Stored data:
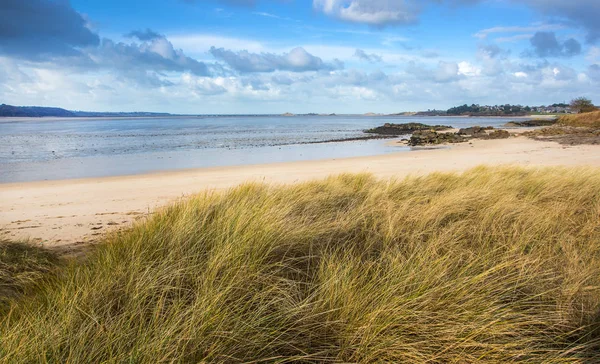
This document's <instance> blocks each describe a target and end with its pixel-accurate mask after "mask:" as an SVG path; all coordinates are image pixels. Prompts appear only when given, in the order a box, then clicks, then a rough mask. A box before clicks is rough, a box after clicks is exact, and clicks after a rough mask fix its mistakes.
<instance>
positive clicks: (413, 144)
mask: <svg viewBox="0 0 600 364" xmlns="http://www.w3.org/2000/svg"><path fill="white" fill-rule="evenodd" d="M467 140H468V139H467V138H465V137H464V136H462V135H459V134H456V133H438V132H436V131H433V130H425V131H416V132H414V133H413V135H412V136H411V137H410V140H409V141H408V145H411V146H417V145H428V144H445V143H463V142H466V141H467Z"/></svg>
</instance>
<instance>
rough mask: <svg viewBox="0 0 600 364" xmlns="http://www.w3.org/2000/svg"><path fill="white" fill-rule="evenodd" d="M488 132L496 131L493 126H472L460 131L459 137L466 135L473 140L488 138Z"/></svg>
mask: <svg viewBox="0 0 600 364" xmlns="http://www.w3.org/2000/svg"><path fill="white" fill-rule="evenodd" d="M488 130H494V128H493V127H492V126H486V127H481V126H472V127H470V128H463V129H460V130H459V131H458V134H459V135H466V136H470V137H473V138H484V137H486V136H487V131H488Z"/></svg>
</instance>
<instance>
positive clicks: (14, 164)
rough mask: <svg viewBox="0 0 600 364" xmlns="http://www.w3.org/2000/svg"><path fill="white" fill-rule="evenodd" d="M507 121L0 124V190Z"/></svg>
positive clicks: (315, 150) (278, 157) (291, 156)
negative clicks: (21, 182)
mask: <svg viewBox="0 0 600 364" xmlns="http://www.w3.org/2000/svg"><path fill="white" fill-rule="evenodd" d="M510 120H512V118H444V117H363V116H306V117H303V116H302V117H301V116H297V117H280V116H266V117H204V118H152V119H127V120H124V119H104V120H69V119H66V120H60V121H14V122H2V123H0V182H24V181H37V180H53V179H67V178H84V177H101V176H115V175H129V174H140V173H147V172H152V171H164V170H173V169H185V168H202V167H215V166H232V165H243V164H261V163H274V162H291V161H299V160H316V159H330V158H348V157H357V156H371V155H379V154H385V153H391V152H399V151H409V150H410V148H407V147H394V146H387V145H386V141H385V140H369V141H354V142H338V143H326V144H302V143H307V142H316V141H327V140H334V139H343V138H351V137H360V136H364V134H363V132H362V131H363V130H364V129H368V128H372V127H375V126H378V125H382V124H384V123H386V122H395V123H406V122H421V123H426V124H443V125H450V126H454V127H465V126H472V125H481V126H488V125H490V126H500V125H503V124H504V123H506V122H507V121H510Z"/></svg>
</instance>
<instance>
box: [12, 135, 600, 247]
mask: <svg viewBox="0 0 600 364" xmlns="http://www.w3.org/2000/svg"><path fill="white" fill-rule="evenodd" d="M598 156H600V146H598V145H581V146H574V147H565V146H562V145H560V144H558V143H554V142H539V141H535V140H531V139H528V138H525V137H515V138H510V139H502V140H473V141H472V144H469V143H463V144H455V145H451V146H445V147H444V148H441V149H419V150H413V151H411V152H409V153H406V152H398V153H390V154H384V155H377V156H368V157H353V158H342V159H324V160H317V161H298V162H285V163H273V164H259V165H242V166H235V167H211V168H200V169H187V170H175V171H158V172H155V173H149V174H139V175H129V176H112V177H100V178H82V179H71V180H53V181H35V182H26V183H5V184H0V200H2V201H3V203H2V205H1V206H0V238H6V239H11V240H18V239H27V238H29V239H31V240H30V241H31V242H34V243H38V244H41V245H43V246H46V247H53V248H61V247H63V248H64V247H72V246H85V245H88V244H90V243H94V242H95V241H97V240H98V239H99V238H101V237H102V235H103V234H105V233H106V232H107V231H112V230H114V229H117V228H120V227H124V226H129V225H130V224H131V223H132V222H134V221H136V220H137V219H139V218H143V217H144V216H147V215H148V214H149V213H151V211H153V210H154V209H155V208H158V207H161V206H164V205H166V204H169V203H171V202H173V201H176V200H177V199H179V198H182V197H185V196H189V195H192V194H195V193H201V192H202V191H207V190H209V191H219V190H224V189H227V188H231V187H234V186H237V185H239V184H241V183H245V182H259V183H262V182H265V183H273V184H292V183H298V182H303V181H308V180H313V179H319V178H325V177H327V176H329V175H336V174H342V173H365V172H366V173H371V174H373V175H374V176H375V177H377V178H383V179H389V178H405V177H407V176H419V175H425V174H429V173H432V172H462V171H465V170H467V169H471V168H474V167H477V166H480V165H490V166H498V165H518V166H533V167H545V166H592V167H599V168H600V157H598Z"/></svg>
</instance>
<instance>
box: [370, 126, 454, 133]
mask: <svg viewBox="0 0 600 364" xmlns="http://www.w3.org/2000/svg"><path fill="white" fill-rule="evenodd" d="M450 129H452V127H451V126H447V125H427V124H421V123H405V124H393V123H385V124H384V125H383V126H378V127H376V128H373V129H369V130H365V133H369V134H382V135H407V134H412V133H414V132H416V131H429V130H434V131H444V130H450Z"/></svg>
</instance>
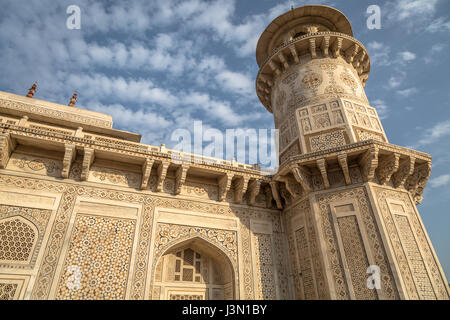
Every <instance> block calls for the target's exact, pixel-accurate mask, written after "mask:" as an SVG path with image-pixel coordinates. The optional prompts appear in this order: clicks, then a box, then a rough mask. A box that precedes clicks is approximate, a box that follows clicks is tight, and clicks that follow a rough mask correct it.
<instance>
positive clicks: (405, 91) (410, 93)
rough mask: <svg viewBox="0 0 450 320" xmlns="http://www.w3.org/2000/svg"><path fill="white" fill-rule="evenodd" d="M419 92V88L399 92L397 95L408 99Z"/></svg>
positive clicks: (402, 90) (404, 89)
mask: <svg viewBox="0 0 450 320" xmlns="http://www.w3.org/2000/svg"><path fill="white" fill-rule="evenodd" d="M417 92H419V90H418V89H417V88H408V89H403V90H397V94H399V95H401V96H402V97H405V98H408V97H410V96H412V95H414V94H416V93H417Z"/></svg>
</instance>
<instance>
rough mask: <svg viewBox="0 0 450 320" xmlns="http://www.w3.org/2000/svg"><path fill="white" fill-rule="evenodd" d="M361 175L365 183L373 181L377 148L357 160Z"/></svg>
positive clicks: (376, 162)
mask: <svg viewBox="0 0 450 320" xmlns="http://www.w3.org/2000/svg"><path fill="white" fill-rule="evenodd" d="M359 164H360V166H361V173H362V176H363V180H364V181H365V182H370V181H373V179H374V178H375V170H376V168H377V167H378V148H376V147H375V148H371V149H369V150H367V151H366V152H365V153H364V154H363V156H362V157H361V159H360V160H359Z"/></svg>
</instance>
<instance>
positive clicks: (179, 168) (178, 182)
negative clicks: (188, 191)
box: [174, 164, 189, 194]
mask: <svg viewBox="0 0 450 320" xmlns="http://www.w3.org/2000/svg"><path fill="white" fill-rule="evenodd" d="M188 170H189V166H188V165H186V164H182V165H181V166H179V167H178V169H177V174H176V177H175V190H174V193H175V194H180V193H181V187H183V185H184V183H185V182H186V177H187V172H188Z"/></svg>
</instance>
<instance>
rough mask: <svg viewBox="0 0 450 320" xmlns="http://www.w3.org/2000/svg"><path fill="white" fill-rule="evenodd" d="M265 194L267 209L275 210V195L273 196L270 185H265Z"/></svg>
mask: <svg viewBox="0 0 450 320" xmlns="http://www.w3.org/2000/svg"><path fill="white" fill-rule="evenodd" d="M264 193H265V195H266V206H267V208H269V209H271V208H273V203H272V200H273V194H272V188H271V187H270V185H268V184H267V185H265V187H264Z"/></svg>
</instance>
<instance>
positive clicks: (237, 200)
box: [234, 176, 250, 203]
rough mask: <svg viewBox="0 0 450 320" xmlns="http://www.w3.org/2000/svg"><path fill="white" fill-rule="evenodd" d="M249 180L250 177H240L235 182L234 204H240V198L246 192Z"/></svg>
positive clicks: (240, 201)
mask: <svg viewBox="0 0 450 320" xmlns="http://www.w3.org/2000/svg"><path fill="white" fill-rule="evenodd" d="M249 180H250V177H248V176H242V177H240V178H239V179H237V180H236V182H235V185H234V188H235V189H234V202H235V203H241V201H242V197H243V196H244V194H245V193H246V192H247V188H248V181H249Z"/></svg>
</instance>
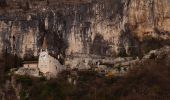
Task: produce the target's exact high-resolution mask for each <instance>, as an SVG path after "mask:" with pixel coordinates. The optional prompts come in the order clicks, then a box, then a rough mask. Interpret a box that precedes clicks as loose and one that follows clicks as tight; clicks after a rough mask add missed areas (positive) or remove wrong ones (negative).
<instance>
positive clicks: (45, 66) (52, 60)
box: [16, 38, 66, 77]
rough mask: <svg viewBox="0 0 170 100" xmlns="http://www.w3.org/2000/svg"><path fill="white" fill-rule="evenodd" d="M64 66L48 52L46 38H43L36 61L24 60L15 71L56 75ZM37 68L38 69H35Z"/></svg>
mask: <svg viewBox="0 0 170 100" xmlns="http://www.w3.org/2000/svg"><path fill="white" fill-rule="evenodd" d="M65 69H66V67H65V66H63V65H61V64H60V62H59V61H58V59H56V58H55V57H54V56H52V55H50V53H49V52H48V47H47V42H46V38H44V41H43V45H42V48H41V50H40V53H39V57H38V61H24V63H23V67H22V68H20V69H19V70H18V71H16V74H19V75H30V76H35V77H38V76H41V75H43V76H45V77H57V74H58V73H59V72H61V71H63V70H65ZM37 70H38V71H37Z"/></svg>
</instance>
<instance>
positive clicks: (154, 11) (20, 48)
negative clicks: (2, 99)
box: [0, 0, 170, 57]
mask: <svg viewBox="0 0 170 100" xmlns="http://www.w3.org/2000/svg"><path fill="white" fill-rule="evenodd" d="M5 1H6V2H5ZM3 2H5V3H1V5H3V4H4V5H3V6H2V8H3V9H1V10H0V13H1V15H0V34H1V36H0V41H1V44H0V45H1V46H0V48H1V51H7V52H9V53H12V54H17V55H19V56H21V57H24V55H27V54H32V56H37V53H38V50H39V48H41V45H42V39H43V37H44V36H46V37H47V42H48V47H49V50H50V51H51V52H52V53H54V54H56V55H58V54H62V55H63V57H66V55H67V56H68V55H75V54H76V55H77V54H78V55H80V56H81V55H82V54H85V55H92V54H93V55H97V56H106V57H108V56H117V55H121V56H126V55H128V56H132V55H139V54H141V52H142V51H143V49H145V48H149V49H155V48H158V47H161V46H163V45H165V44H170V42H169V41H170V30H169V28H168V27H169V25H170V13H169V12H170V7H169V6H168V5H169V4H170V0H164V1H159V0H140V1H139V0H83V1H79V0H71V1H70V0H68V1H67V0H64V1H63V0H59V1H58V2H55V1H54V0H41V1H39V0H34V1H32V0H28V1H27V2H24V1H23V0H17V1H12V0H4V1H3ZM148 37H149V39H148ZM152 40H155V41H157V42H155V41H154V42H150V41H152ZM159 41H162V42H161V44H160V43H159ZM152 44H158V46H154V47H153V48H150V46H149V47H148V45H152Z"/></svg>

==

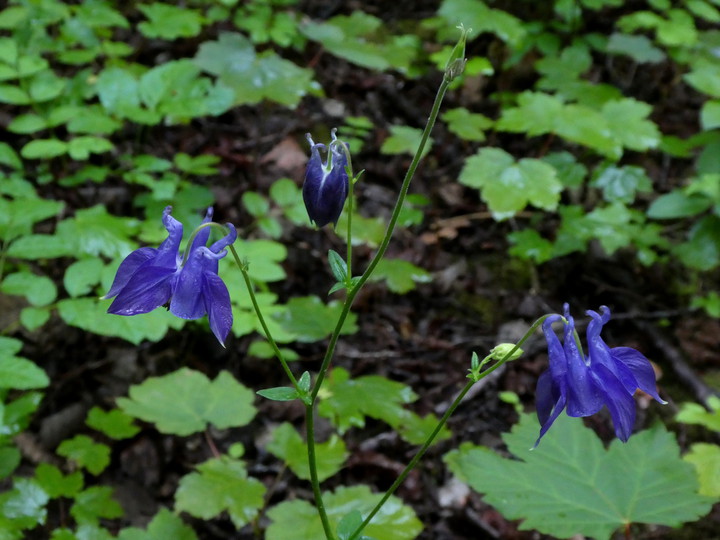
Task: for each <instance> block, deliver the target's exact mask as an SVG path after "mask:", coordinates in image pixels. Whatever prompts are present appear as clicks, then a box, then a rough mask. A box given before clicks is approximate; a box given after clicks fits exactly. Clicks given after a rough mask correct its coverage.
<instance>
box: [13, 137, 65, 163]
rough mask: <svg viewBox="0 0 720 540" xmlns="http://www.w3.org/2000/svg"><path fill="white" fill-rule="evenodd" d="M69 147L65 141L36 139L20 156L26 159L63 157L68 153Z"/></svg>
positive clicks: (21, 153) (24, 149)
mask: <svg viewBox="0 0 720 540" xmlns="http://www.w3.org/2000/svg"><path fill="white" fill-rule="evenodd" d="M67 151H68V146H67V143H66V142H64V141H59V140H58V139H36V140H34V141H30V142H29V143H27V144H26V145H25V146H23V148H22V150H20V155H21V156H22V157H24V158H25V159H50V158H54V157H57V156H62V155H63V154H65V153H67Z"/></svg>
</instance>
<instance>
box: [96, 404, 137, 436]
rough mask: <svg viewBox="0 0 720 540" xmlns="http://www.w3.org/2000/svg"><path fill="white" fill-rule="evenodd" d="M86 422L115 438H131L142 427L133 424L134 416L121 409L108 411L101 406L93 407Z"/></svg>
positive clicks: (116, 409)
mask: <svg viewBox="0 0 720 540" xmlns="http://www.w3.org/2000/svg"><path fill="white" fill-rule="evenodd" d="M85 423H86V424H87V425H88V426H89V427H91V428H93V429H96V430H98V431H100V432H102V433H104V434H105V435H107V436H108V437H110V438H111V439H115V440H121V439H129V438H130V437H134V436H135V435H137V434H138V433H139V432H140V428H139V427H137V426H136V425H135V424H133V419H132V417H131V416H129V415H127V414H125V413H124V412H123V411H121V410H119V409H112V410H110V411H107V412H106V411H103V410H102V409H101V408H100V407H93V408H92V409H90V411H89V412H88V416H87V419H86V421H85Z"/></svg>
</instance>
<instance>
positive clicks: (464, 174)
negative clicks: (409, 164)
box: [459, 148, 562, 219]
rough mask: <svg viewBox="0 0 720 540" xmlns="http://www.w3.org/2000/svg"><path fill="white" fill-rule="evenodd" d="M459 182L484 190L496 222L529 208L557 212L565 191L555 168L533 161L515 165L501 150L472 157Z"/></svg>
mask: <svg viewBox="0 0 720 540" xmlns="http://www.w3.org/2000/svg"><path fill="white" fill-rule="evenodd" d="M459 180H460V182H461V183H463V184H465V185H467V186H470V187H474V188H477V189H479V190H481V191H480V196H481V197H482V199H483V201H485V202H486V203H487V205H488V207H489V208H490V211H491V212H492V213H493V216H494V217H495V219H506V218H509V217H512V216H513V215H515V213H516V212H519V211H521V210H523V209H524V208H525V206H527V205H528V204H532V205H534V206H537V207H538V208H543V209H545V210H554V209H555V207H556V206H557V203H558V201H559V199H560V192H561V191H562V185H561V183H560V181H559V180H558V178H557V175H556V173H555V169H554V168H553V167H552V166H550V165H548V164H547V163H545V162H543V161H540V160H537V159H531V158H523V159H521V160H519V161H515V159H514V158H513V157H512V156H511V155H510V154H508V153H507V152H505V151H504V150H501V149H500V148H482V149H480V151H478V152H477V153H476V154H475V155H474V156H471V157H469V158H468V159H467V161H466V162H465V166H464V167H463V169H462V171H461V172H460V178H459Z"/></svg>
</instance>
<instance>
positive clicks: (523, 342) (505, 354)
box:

==

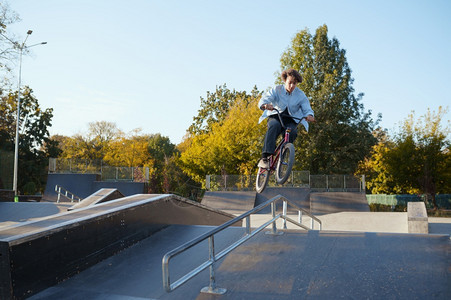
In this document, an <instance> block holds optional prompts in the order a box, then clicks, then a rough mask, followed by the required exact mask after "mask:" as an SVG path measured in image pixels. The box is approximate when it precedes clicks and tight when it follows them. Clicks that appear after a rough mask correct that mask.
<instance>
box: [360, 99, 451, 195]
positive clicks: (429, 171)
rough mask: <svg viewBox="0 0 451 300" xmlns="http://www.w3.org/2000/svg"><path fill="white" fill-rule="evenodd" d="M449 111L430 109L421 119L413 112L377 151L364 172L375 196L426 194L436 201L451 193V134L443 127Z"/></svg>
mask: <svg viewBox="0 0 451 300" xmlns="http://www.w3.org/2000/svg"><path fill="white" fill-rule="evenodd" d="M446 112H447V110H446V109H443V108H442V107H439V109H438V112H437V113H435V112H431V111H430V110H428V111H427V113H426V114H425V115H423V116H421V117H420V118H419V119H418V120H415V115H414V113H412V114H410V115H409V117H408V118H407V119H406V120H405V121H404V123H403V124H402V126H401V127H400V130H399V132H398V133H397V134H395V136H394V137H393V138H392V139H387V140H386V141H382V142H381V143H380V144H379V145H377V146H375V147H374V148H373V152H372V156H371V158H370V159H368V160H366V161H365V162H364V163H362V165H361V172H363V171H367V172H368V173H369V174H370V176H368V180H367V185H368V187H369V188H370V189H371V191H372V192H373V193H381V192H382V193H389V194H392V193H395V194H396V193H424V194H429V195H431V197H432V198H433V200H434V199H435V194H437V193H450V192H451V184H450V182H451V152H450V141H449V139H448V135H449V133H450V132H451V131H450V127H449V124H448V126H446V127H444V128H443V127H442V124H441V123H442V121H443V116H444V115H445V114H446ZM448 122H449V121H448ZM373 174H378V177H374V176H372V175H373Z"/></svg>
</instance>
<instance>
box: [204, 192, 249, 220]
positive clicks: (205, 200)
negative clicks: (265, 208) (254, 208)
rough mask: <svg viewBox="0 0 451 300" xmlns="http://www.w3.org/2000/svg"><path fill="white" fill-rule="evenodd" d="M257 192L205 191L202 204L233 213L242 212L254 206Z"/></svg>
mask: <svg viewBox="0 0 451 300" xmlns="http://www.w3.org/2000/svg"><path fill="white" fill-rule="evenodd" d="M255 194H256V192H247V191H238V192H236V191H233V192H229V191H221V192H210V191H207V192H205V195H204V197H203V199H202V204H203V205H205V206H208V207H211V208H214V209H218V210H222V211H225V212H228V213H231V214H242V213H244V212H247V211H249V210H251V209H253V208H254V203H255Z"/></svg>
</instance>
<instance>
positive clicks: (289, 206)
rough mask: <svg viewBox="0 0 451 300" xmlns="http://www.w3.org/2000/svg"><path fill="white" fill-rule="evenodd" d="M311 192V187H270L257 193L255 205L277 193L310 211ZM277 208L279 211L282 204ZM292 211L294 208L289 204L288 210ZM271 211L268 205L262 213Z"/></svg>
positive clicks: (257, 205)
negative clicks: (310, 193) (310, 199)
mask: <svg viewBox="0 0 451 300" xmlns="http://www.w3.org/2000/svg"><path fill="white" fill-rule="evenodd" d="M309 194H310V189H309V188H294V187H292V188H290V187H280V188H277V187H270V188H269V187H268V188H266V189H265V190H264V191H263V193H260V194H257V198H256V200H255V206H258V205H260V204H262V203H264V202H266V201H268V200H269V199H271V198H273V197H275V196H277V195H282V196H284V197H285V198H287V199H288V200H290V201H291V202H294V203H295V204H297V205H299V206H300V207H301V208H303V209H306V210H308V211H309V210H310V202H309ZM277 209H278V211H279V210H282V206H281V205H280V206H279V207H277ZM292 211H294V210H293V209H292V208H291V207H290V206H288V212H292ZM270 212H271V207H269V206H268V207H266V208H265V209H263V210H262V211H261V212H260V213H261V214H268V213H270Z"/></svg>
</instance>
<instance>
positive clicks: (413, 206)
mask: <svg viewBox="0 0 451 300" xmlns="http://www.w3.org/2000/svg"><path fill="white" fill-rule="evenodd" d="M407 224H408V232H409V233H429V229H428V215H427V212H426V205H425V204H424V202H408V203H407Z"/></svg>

> What you need to do:
Of all the entries above, repeat only the lines from the line that has "positive clicks: (14, 164)" to the line that has "positive clicks: (315, 150)", both lines included, exactly.

> Output for this exercise:
positive clicks: (14, 164)
rough mask: <svg viewBox="0 0 600 364" xmlns="http://www.w3.org/2000/svg"><path fill="white" fill-rule="evenodd" d="M507 121L0 124V190Z"/></svg>
positive clicks: (315, 150) (278, 157) (291, 156)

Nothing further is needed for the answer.